### [Exercise description]
Carry over every entry exactly as it appears in the records.

BEGIN Information provided

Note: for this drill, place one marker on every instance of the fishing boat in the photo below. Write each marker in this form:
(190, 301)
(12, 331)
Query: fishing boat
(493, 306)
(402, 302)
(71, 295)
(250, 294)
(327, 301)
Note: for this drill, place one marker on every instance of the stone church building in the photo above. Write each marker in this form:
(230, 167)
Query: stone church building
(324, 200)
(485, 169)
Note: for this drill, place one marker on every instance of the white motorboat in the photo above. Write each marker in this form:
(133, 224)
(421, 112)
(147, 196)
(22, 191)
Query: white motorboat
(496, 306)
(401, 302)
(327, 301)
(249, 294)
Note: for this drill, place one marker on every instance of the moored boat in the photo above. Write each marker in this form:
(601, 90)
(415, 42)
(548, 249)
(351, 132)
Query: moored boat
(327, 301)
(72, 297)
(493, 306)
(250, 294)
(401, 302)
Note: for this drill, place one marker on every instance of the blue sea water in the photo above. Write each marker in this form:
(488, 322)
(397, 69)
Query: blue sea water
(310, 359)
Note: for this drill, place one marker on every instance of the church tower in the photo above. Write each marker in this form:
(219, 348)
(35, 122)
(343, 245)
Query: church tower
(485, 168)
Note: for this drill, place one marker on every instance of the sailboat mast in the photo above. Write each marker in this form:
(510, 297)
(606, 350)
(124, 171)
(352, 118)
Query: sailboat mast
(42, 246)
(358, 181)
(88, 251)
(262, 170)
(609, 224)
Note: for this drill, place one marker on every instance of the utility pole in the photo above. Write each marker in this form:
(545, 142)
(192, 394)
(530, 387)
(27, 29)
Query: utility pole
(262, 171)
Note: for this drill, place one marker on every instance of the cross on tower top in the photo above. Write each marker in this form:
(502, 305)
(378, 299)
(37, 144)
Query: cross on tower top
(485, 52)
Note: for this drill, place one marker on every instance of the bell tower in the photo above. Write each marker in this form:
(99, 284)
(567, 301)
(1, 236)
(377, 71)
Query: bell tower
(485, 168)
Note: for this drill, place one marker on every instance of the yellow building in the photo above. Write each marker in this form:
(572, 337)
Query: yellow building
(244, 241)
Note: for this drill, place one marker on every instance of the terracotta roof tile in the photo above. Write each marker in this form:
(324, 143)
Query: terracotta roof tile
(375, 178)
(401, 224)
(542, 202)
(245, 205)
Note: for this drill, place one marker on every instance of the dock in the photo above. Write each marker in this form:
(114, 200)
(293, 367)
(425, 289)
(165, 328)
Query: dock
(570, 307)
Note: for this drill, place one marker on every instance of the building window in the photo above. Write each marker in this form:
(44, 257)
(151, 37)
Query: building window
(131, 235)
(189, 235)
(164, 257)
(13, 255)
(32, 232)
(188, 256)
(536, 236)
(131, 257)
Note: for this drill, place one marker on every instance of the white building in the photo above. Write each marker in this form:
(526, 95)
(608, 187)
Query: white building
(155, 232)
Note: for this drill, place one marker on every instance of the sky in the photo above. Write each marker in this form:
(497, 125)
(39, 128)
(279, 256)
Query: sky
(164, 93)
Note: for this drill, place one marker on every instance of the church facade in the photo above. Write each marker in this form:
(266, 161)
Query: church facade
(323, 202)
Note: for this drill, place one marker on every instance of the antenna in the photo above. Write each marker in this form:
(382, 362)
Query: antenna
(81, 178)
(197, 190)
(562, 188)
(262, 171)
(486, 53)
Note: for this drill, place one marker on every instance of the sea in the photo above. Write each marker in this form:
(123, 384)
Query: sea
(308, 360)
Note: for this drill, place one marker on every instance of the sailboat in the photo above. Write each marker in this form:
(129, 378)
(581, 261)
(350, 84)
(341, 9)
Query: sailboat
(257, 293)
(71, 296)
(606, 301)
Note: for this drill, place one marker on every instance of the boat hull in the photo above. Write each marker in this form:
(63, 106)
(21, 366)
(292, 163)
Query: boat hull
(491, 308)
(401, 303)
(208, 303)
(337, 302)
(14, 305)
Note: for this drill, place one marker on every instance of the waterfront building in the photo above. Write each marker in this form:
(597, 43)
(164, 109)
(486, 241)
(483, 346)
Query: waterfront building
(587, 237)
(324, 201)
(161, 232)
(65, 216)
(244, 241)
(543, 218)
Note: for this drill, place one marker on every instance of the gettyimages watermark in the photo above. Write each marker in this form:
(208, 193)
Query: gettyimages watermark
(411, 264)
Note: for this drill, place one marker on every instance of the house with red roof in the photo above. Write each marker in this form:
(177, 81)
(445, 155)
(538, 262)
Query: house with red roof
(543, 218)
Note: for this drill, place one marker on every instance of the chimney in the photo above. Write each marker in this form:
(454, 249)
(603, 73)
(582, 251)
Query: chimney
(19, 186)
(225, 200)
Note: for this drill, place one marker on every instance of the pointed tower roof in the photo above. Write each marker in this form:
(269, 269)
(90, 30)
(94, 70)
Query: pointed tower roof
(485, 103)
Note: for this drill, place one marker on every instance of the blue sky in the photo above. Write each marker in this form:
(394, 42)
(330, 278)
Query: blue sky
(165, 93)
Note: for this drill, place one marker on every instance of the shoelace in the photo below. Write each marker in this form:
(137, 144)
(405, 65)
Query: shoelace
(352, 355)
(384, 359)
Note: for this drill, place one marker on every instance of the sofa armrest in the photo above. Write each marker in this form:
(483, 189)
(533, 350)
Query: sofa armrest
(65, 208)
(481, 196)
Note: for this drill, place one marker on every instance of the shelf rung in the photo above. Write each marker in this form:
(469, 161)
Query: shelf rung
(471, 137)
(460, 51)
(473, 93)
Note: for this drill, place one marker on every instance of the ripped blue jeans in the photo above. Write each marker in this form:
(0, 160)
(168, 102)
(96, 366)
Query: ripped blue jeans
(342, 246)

END Information provided

### [Solved exercise]
Note: for this drill, place one marker on every instance of the fishing boat in the photo below. Write each marker in this form:
(190, 301)
(12, 331)
Query: fishing boat
(493, 306)
(402, 302)
(71, 295)
(250, 294)
(327, 301)
Note: for this drill, place one marker on every instance of the stone church building in the photo above. Write each marker in this form:
(230, 167)
Query: stone church building
(324, 200)
(485, 169)
Note: for this drill, place one marker on every instance of the white motorboat in the photo above. Write each marker in this form:
(133, 224)
(421, 112)
(147, 196)
(22, 191)
Query: white motorboat
(496, 306)
(401, 302)
(327, 301)
(249, 294)
Note: for this drill, place one marker on every instance of the moored boat in the photo above. Write each marker in this form:
(601, 90)
(415, 42)
(548, 249)
(351, 132)
Query: moored boat
(327, 301)
(72, 297)
(493, 306)
(250, 294)
(401, 302)
Note: for this drill, place one marker on every instance of the blue sea water in the photo above. Write each marker in this form:
(488, 322)
(397, 69)
Query: blue sea water
(310, 359)
Note: for this drill, place one marker on every instance of the church tower in the photo above. Write each marker in this form:
(219, 348)
(35, 122)
(343, 245)
Query: church tower
(485, 168)
Note: for this drill, place one marker on every instance of the sailboat mast in the photo above. Write each marker in this form:
(510, 297)
(606, 350)
(124, 171)
(352, 118)
Query: sailboat mast
(42, 246)
(358, 181)
(88, 251)
(262, 170)
(609, 224)
Note: for this drill, place one marker on every instance of the utility pole in the photo above. Write each marker in this form:
(545, 142)
(192, 394)
(530, 387)
(27, 29)
Query: utility pole
(262, 171)
Note: for this drill, place one marker on every instance of the cross on tower top in the photo above. Write each marker in this form:
(502, 305)
(378, 299)
(37, 144)
Query: cross on tower top
(485, 52)
Note: for this drill, place one marker on every instance of the bell tower in the photo above. Write each marker in this form:
(99, 284)
(567, 301)
(1, 236)
(377, 71)
Query: bell tower
(485, 168)
Note: for this drill, place one marker on every instance of the yellow building in the photo above. Write each marker in this form:
(572, 337)
Query: yellow building
(244, 241)
Note: for this drill, place one marker on every instance of the terracotta roof tile in the photo above. Write each marker in this form:
(324, 143)
Query: terracotta roof tile
(375, 178)
(401, 224)
(542, 202)
(245, 205)
Note: for this drill, place one marker on every instance of the dock in the photo above. Write each marker in this form:
(114, 200)
(293, 367)
(425, 289)
(165, 328)
Query: dock
(570, 307)
Note: for this drill, place one marker on every instance of the building window in the photo above. Write each marker in this form:
(44, 257)
(151, 37)
Query: building window
(131, 235)
(189, 235)
(164, 257)
(13, 255)
(32, 232)
(188, 256)
(536, 236)
(131, 257)
Note: for this drill, place one marker on every instance of the white building in the photo above. Write each marker in this form:
(526, 95)
(608, 187)
Query: white building
(155, 232)
Note: for this drill, place one marker on every instance of the sky in the photo above. Write each marker in this form:
(497, 125)
(39, 128)
(279, 256)
Query: sky
(164, 93)
Note: for this drill, place one marker on every instance of the church facade in the photo above. Write each marker in this form:
(266, 161)
Query: church facade
(323, 202)
Note: for this drill, place one marker on every instance of the antenna in the photo above. Write each marker in this form:
(382, 362)
Query: antenna
(81, 178)
(197, 190)
(562, 188)
(262, 171)
(486, 53)
Note: for this drill, place one marker on every instance of the sea in the photo above. Write each marker in this form:
(123, 384)
Query: sea
(308, 360)
Note: for this drill, place one marker on every instance of the sailboat in the photo above. Write each marker in this form:
(129, 378)
(581, 261)
(350, 84)
(341, 9)
Query: sailboat
(257, 293)
(71, 296)
(606, 301)
Note: for this drill, place one marker on every instance of the boat hull in the photo above. Write each marker in this form:
(63, 106)
(21, 366)
(292, 163)
Query: boat hull
(491, 308)
(401, 303)
(208, 303)
(337, 302)
(14, 305)
Note: for this drill, place one marker on every instance of the waterfront building in the photo above. Write each marker in this form:
(597, 43)
(164, 109)
(486, 241)
(483, 346)
Query: waterfront building
(587, 237)
(324, 201)
(161, 232)
(65, 216)
(244, 241)
(543, 218)
Note: for this drill, place one marker on every instance of the gettyimages watermark in the photo above. Write each marker in this form:
(208, 193)
Query: gettyimages watermark
(411, 264)
Note: for this drill, place one marker on every instance of the house with red roof in the photo above. Write each marker in this form:
(177, 81)
(445, 155)
(538, 262)
Query: house with red roof
(543, 218)
Note: for this drill, place one marker on every instance of the chimney in the photo above. Write each marker in this form:
(454, 249)
(603, 73)
(582, 251)
Query: chimney
(19, 186)
(225, 200)
Note: for this drill, place one marker on every instance of the pointed tower roof in the photo above. Write each marker in this form:
(269, 269)
(90, 30)
(94, 70)
Query: pointed tower roof
(485, 103)
Note: for this drill, place one marker on every instance of the blue sky in the photo above. Write each marker in this form:
(394, 42)
(330, 278)
Query: blue sky
(165, 93)
Note: for this drill, place one marker on every instance of the shoelace in the photo below. Write each marker in this form:
(137, 144)
(405, 65)
Query: shoelace
(352, 355)
(384, 359)
Note: for this drill, place one marker on every instance of the sofa armrest in the photo above. Write each marker in this form:
(483, 189)
(533, 350)
Query: sofa armrest
(65, 208)
(481, 196)
Note: for this drill, place one marker on every instance of the shelf rung in the photo above. Write each marker in this form:
(469, 161)
Query: shelf rung
(471, 137)
(460, 51)
(473, 93)
Note: for this drill, place one marker on every instance of the ripped blue jeans in the photo above. Write each marker in this form:
(0, 160)
(168, 102)
(96, 366)
Query: ripped blue jeans
(342, 246)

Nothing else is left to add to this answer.